**What you will do**
The answer must consist of every line from the entries that holds the word "positive".

**Records for the exercise**
__________________________________________________
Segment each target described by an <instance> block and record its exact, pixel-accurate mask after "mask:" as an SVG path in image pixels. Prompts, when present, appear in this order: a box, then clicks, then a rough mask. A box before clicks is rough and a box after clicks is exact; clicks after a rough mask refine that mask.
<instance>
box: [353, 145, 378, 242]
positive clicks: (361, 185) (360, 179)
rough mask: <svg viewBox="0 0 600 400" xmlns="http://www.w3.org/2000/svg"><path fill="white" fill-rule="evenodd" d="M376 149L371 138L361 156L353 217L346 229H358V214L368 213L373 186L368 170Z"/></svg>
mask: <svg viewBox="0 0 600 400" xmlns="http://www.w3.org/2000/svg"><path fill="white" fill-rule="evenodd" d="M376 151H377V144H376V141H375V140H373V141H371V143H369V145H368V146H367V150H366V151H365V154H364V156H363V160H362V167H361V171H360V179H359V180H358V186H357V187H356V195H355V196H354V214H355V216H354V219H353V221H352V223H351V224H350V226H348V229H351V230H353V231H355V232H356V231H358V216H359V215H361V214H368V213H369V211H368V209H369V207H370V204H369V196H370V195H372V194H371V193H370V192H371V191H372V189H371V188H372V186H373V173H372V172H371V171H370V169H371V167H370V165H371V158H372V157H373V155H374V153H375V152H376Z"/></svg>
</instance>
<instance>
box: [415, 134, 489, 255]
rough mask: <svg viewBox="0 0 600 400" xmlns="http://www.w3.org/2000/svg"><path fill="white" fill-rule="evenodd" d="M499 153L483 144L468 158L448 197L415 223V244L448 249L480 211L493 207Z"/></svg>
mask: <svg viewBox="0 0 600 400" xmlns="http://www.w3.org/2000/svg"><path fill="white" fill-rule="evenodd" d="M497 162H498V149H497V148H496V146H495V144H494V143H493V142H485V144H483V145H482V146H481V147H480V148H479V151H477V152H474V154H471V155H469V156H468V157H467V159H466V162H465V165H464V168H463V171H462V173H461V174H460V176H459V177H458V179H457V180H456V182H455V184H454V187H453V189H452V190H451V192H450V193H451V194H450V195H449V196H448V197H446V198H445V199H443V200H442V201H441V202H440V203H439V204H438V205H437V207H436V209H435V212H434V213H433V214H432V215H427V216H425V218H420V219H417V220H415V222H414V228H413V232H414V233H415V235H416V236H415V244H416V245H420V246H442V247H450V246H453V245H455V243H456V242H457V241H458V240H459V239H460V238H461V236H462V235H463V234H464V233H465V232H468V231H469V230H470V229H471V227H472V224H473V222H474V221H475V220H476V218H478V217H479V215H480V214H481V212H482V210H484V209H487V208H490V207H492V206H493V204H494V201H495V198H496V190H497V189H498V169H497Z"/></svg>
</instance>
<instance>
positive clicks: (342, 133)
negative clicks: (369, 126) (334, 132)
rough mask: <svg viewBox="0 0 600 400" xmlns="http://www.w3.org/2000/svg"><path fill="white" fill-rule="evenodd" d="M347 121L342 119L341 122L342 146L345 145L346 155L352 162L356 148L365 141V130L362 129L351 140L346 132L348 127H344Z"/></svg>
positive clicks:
__________________________________________________
**Reply to the exercise**
positive clicks: (361, 185) (360, 179)
positive clicks: (342, 133)
positive clicks:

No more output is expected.